▶ TASK BRIEF
Copy out everything from the line containing "Could you point to the road" down through the last line, requests included, and increase every point coordinate in the answers by 38.

▶ THE RECORDS
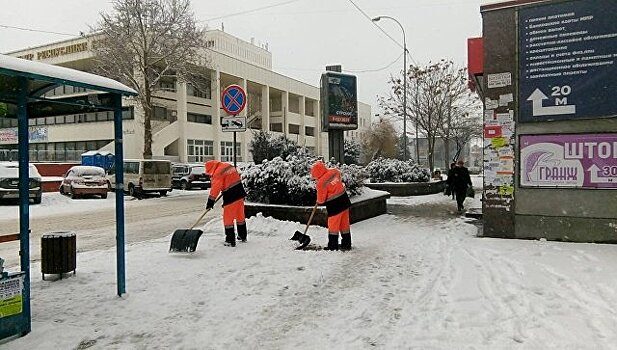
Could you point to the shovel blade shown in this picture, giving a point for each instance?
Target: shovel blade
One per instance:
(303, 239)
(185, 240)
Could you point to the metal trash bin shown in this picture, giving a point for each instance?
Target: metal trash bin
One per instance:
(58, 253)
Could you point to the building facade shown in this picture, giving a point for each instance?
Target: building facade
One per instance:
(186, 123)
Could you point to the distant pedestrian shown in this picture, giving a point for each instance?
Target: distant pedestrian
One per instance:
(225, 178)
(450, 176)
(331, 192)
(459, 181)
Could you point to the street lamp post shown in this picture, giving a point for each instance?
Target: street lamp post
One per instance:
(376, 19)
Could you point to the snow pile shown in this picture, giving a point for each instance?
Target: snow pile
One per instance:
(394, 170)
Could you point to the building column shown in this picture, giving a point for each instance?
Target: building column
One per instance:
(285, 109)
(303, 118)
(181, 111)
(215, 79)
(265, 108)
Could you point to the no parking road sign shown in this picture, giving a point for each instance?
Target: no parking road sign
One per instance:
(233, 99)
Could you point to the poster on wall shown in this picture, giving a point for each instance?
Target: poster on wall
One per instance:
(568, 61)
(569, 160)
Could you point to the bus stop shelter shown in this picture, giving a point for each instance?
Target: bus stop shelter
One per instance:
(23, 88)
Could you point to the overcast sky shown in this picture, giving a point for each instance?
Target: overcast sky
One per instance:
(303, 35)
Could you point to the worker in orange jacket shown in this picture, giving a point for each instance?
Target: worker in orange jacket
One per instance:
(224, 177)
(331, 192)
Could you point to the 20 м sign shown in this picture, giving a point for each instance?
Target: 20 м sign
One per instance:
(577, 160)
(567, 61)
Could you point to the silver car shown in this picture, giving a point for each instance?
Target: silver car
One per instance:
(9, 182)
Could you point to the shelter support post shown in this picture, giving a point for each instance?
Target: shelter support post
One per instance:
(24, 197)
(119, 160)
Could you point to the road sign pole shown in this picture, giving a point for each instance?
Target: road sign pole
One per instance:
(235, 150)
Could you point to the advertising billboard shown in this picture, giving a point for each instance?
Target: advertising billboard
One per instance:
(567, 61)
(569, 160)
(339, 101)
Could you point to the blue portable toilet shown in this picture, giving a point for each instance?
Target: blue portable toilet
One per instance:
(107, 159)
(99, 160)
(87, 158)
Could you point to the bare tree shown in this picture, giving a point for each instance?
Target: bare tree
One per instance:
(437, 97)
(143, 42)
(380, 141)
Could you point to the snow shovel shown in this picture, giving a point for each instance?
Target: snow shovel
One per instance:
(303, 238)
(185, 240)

▶ FINAL ANSWER
Could you point to the road sign pole shown in this picture, giving a point for each instance?
Target: road sign pole
One per instance:
(273, 188)
Could you point to the advertising billboard shown in this picture, giving a point for each instance?
Target: advertising billboard
One per instance:
(605, 99)
(607, 198)
(377, 139)
Could you point to the blue portable toilet shown in this picture, giving a point for each instance?
Target: blue portable toilet
One per instance:
(145, 197)
(137, 198)
(125, 196)
Could you point to the bare tree shown in this picture, giving a point for each instance?
Target: bare tree
One per instance:
(475, 135)
(181, 80)
(418, 179)
Could you point to the snow shovel shown in this picture, giving a point for each instance?
Target: snow shovel
One per instance:
(341, 276)
(223, 278)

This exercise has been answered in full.